Given instruction:
Rewrite the material below with each "mark a point" changed to "place a dot" and nothing else altered. Leave out the pictures.

Data shown:
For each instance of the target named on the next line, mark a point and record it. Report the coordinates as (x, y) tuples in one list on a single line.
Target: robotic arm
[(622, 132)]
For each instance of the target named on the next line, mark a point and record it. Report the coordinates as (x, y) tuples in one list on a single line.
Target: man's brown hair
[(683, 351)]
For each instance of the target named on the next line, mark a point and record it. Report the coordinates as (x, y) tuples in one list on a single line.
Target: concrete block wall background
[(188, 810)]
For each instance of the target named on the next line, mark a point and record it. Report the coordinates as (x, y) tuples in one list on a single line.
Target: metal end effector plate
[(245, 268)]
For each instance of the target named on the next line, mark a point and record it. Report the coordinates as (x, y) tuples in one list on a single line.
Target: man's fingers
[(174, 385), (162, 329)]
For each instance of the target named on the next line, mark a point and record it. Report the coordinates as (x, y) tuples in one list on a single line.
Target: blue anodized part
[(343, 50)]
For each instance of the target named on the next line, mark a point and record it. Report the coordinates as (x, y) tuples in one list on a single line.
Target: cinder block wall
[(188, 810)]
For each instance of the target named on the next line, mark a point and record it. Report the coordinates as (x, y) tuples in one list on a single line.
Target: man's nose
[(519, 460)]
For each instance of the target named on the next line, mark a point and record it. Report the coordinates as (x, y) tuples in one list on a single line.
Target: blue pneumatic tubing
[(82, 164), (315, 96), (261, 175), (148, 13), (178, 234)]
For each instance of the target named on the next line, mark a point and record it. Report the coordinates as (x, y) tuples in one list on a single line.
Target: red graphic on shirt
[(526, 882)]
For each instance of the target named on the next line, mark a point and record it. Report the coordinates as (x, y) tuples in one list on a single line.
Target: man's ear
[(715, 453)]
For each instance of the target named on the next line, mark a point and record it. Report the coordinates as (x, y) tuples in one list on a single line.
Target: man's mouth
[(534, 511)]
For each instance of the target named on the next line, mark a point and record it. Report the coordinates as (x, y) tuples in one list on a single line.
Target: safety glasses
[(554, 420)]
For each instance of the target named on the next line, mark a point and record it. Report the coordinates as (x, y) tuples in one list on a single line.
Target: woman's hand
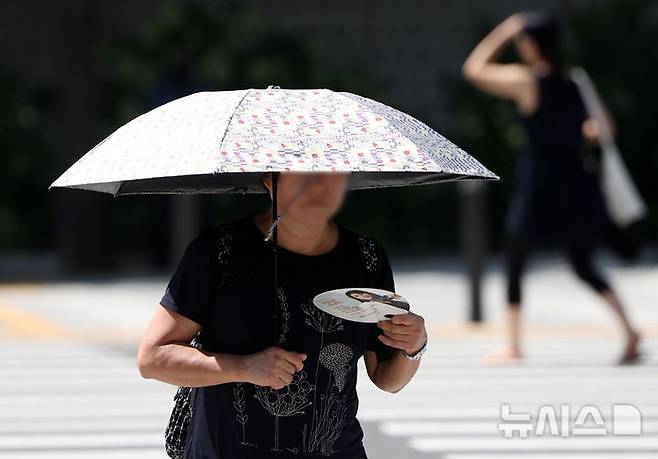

Answer:
For each instance of the target named on the next line, place a dot and record it. Report the coordinates as (x, y) tuples in one list on a single line.
Target: robotic arm
[(622, 132)]
For each instance of the target named on the next line, place a dot and record it. Report the coordinates as (x, y) tuples in one list on a single line.
Target: man's brown hair
[(683, 351)]
For each instance of the target named on the next line, place a dot and record it. Report the coordinates as (x, y) tuples in one list on a single line.
Target: concrete block wall background
[(188, 810)]
For each instance of the target named on the next line, place a dot and record it. Report the coordinates as (x, y) tuples in one list on a single line.
Target: metal end effector plate
[(245, 268)]
For each instance of the target named on the next line, place a dot and record it. Report the coordinates as (x, y) tuples in one list on a single line.
Target: man's fingers
[(174, 385), (162, 329)]
For each instance of the target named on the next line, place a dot and record it. Report the coordinates as (x, y) tuples in one list on a single line.
Target: blue anodized part
[(343, 50)]
For each instance of the target named on the next line, place a dot and record it. Report the coordinates as (x, y) tuples in one list on a single line.
Target: cinder block wall
[(188, 810)]
For each instance of the target named on the next line, place a dot and record it. Report the coordinates as (x, y) tuples in one list on a single line.
Target: man's nose
[(519, 460)]
For each instance of the target named on the next line, place a dot and record it. Report the coordinates as (x, y) tuples in one list on a single line.
Target: blue pneumatic tubing
[(82, 164), (315, 96), (261, 175), (148, 13), (178, 234)]
For each instance of the target named on the next line, place a dot and record it. Report the coordinates as (x, y) tuples in one list on a single line.
Target: red graphic on shirt
[(526, 882)]
For each instance of the target named on the next line, place a dot and record it. Report the coordinates as (x, y) tuples in one list on a single line.
Target: man's ear
[(715, 453)]
For each instance of the target named on the next line, place a dot and record it. Report the coordinates as (x, y) tuples in one list on a single line.
Target: man's mouth
[(534, 511)]
For each instance of the target named on the next line, place a dot and record it. Report the coordinates as (x, y) tuples in one list on a single line.
Target: safety glasses
[(554, 420)]
For each instance of the target named on the next line, place a dot and record it. Report the coordinates as (x, y) tuples in one list on a single line.
Target: woman's hand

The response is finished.